What you are asked to do :: Present the lines below as a numbered list, leaving out any blank lines. Start at the first line of the entries and stop after the line containing "133 L 1 129", which is included.

Entries shown ::
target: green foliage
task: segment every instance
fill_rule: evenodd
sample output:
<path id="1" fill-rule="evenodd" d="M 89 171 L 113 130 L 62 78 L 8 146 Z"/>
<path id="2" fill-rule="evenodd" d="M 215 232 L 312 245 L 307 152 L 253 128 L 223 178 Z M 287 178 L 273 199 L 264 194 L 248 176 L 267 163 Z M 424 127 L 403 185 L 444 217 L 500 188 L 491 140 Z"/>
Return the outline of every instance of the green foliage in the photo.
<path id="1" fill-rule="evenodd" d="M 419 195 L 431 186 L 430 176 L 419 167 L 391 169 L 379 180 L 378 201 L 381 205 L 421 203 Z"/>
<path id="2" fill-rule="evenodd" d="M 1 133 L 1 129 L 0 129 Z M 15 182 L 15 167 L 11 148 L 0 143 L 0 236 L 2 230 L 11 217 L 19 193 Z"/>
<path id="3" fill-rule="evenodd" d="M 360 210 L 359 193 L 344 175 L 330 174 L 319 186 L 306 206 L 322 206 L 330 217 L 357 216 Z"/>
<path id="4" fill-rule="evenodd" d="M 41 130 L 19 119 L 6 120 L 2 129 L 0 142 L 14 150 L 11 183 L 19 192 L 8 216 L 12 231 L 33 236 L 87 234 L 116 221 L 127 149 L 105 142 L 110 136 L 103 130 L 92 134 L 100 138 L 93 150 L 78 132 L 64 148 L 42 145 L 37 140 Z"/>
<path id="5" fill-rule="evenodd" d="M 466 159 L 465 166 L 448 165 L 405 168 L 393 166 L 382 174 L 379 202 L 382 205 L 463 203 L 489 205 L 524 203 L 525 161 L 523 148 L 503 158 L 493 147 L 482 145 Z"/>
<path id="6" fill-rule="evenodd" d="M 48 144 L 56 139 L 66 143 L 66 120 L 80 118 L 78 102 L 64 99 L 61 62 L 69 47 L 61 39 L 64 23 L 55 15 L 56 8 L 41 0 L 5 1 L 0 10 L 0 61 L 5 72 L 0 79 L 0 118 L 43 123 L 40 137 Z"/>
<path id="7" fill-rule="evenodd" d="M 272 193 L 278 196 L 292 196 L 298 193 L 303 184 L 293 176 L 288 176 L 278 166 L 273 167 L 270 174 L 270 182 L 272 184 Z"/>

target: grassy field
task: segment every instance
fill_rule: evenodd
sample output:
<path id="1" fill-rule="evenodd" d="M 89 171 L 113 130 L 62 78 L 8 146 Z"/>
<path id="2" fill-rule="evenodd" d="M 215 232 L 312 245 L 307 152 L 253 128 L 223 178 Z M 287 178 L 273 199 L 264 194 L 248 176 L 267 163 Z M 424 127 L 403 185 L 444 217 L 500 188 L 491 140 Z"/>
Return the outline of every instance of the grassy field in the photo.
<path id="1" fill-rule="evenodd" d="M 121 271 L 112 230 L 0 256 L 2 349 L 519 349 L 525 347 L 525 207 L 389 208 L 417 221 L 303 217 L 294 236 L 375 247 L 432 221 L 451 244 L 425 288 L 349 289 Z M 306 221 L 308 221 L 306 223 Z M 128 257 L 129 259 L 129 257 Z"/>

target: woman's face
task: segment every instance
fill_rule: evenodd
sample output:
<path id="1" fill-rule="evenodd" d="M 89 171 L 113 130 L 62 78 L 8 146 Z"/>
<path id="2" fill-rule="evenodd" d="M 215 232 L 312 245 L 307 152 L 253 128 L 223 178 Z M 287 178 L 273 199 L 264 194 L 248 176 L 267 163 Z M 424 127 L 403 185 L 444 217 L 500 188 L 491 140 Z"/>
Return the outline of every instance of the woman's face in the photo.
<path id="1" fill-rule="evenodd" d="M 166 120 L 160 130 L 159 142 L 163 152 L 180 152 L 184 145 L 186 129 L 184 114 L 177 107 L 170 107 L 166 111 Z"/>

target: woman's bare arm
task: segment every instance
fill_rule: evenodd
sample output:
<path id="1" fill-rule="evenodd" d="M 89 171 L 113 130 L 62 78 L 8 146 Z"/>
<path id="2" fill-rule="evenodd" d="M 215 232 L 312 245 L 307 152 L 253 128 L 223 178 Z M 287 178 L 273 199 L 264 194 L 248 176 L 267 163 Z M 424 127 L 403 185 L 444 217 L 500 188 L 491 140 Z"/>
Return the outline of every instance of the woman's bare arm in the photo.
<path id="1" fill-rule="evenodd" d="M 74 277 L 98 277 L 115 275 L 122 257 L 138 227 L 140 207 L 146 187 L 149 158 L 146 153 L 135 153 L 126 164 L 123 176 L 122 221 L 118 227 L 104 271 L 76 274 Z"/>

Exercise output ::
1. target: green foliage
2. task: segment every instance
3. fill_rule: evenodd
4. sample output:
5. <path id="1" fill-rule="evenodd" d="M 89 171 L 113 130 L 62 78 L 8 146 Z"/>
6. <path id="2" fill-rule="evenodd" d="M 215 232 L 312 245 L 307 152 L 253 128 L 223 178 Z M 287 178 L 273 199 L 264 194 L 248 176 L 267 163 Z M 424 127 L 403 185 L 444 217 L 500 188 L 491 140 Z"/>
7. Return the outline of every instance of the green foliage in the photo.
8. <path id="1" fill-rule="evenodd" d="M 419 195 L 431 186 L 430 176 L 419 167 L 391 169 L 379 180 L 378 201 L 381 205 L 421 203 Z"/>
9. <path id="2" fill-rule="evenodd" d="M 1 133 L 1 129 L 0 129 Z M 15 182 L 15 167 L 11 148 L 0 143 L 0 236 L 2 230 L 11 217 L 19 193 Z"/>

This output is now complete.